▶ **EXERCICES**:
• A. Les affirmations suivantes concordent-elles avec le texte sur les relations franco-indiennes ? Répondez par oui ou par non à chacune et citez les mots du texte qui tranchent.
(i) Selon Delhi, la France est en train de prendre à la Russie le statut de partenaire prioritaire.
(ii) Emmanuel Macron a effectué une visite d'État en 2023.
(iii) La France s'installe durablement dans l'océan Indien au XVIIIe siècle.
• B. D'après le texte sur les relations franco-indiennes, de quelles puissantes compagnies marchandes la France voulait-elle se présenter en concurrente ?
• C. Extrayez du texte sur les relations franco-indiennes tout ce qui va de « Une relation franco-indienne » jusqu'à « Histoire pourtant riche. ».

▶ **TEXTE**:
■ ■ ■ ■ ■

Une relation franco-indienne qui gagnerait à s’étoffer

Les relations entre la France et l’Inde jouissent actuellement d’une dynamique exceptionnelle. Delhi estime même que la France est en train de ravir le statut de partenaire prioritaire à la Russie. Les visites d’État du Premier Ministre Narendra Modi en 2023 et du Président Emmanuel Macron en 2024 témoignent de la vigueur de ces échanges. Alors que les deux pays célèbrent le quart de siècle de leur partenariat stratégique, il est légitime de se demander si cette relation qui unit les deux pays sera capable de s’extraire du creuset stratégique dans laquelle elle a prospéré, pour s’élargir à d’autres domaines.

 

Une relation qui ne se nourrit pas d’une Histoire pourtant riche.

 

Les interactions entre l’Inde et la France sont anciennes. C’est dans l’optique de remporter des parts de marchés dans le subcontinent et en Extrême-Orient, et de se présenter de la sorte en concurrent des puissantes compagnies marchandes britannique et néerlandaise, que la France établit une présence pérenne dans l’océan Indien au cours de la deuxième moitié du XVIIe siècle.

■ ■ ■ ■ ■

▶ **ENREGISTREMENTS**:
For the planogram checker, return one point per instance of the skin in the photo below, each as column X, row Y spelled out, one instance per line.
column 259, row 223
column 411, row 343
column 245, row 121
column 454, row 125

■ ■ ■ ■ ■

▶ **RÉPONSES AUX EXERCICES**:
• A.
(i) Oui : « Delhi estime même que la France est en train de ravir le statut de partenaire prioritaire à la Russie. »
(ii) Non : « du Président Emmanuel Macron en 2024 »
(iii) Non : « au cours de la deuxième moitié du XVIIe siècle »

• B. Des compagnies marchandes britannique et néerlandaise.

• C.
Une relation franco-indienne qui gagnerait à s’étoffer

Les relations entre la France et l’Inde jouissent actuellement d’une dynamique exceptionnelle. Delhi estime même que la France est en train de ravir le statut de partenaire prioritaire à la Russie. Les visites d’État du Premier Ministre Narendra Modi en 2023 et du Président Emmanuel Macron en 2024 témoignent de la vigueur de ces échanges. Alors que les deux pays célèbrent le quart de siècle de leur partenariat stratégique, il est légitime de se demander si cette relation qui unit les deux pays sera capable de s’extraire du creuset stratégique dans laquelle elle a prospéré, pour s’élargir à d’autres domaines.

 

Une relation qui ne se nourrit pas d’une Histoire pourtant riche.